Exercise objective: Leave out the pictures and repeat every record exactly.
Segment Start: Source records
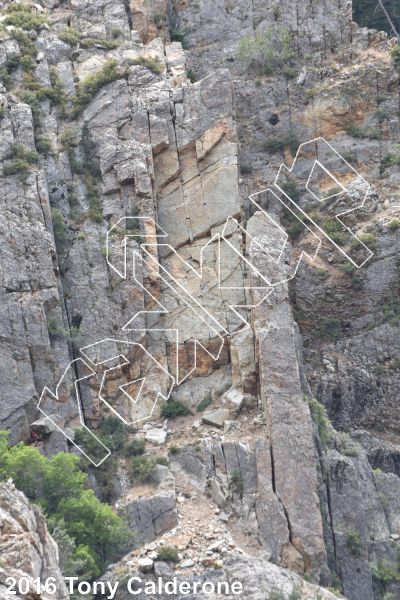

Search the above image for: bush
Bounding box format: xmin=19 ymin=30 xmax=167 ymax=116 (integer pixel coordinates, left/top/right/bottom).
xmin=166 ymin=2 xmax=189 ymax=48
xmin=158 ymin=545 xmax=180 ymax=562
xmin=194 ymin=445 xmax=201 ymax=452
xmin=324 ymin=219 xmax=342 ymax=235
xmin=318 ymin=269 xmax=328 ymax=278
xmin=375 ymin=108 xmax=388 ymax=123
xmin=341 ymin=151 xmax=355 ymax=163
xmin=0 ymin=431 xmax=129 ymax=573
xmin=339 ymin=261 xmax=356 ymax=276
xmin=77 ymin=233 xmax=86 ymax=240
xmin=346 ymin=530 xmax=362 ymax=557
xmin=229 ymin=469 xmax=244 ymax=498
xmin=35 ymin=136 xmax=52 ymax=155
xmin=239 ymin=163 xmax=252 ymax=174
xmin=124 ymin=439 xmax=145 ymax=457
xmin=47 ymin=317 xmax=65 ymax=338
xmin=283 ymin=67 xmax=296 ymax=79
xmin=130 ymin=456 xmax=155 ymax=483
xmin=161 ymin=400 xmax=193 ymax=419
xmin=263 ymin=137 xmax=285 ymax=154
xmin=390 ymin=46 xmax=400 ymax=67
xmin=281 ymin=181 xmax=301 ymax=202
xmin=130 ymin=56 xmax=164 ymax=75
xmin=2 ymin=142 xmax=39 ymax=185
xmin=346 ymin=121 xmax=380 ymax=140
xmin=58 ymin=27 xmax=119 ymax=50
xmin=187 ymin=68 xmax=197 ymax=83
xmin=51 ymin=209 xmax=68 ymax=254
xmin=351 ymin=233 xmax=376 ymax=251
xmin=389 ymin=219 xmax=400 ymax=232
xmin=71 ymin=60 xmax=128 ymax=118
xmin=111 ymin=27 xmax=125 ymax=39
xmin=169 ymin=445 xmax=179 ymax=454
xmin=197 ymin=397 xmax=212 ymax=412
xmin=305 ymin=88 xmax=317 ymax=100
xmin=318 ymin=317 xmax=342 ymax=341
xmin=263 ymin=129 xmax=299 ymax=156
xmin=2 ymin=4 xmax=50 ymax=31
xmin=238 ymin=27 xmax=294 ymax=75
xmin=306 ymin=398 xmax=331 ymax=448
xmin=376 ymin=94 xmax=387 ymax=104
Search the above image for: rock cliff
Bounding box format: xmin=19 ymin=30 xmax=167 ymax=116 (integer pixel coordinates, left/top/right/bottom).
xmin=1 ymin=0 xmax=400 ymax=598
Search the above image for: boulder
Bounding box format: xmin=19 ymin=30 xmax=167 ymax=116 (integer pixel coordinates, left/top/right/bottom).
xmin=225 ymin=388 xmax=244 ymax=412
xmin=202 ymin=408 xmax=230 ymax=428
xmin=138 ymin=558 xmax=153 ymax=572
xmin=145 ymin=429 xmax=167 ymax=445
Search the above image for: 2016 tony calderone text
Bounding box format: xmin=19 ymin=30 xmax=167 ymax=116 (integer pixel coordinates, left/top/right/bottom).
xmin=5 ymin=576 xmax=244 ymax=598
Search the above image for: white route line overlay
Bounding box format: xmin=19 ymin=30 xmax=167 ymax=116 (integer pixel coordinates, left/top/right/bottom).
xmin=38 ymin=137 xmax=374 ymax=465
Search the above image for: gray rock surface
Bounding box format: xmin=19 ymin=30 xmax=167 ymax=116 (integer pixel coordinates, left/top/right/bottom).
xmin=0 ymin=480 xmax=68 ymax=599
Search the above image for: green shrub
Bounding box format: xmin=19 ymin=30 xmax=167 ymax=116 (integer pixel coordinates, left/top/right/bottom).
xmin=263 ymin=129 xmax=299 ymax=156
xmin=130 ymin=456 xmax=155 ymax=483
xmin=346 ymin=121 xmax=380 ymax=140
Segment End: Source records
Answer to this problem:
Search the above image for: bush
Bounding box format: xmin=19 ymin=30 xmax=167 ymax=116 (integer pixel coordinates, left/top/right/bottom).
xmin=166 ymin=2 xmax=189 ymax=48
xmin=158 ymin=545 xmax=180 ymax=562
xmin=194 ymin=445 xmax=201 ymax=452
xmin=324 ymin=219 xmax=342 ymax=235
xmin=318 ymin=269 xmax=328 ymax=278
xmin=375 ymin=108 xmax=388 ymax=123
xmin=341 ymin=151 xmax=355 ymax=163
xmin=0 ymin=431 xmax=129 ymax=573
xmin=339 ymin=261 xmax=356 ymax=276
xmin=77 ymin=233 xmax=86 ymax=240
xmin=346 ymin=530 xmax=362 ymax=557
xmin=229 ymin=469 xmax=244 ymax=498
xmin=35 ymin=136 xmax=52 ymax=155
xmin=239 ymin=163 xmax=252 ymax=174
xmin=124 ymin=439 xmax=145 ymax=457
xmin=47 ymin=317 xmax=65 ymax=338
xmin=283 ymin=67 xmax=296 ymax=79
xmin=130 ymin=456 xmax=155 ymax=483
xmin=161 ymin=400 xmax=193 ymax=419
xmin=263 ymin=137 xmax=285 ymax=154
xmin=390 ymin=46 xmax=400 ymax=67
xmin=281 ymin=181 xmax=301 ymax=202
xmin=130 ymin=56 xmax=164 ymax=75
xmin=2 ymin=142 xmax=39 ymax=185
xmin=346 ymin=121 xmax=380 ymax=140
xmin=58 ymin=27 xmax=119 ymax=50
xmin=187 ymin=68 xmax=197 ymax=83
xmin=51 ymin=209 xmax=68 ymax=254
xmin=351 ymin=233 xmax=376 ymax=251
xmin=389 ymin=219 xmax=400 ymax=232
xmin=71 ymin=60 xmax=128 ymax=118
xmin=111 ymin=27 xmax=125 ymax=39
xmin=169 ymin=445 xmax=179 ymax=454
xmin=197 ymin=397 xmax=212 ymax=412
xmin=305 ymin=88 xmax=317 ymax=100
xmin=318 ymin=317 xmax=342 ymax=341
xmin=263 ymin=129 xmax=299 ymax=156
xmin=2 ymin=4 xmax=50 ymax=31
xmin=238 ymin=27 xmax=294 ymax=75
xmin=306 ymin=398 xmax=331 ymax=448
xmin=376 ymin=94 xmax=387 ymax=104
Search the above image for: rock cliff
Bounding box format: xmin=19 ymin=30 xmax=167 ymax=116 (integer pixel coordinates, left/top/right/bottom).
xmin=1 ymin=0 xmax=400 ymax=598
Search the above image for: boulder
Bounding box format: xmin=19 ymin=30 xmax=167 ymax=116 (integer pixel coordinates, left/top/right/bottom).
xmin=225 ymin=388 xmax=244 ymax=412
xmin=202 ymin=408 xmax=230 ymax=428
xmin=138 ymin=558 xmax=153 ymax=572
xmin=145 ymin=429 xmax=167 ymax=445
Search the above image for: 2016 tony calderone text
Bounding box format: xmin=19 ymin=30 xmax=167 ymax=116 (integer pixel coordinates, left/top/right/bottom).
xmin=5 ymin=576 xmax=244 ymax=598
Search the above image for: white route line overlay
Bounding box format: xmin=19 ymin=30 xmax=167 ymax=116 (integer pixel coordinates, left/top/right/bottom).
xmin=38 ymin=137 xmax=374 ymax=465
Search the above image for: gray rock surface
Bounding box format: xmin=19 ymin=30 xmax=167 ymax=116 (integer pixel coordinates, left/top/right/bottom).
xmin=0 ymin=480 xmax=68 ymax=599
Search the above image for: green shrub
Bounding box format: xmin=19 ymin=30 xmax=167 ymax=116 (integer pixel coordinates, left/top/right/bottom).
xmin=263 ymin=129 xmax=299 ymax=156
xmin=130 ymin=456 xmax=155 ymax=483
xmin=346 ymin=121 xmax=380 ymax=140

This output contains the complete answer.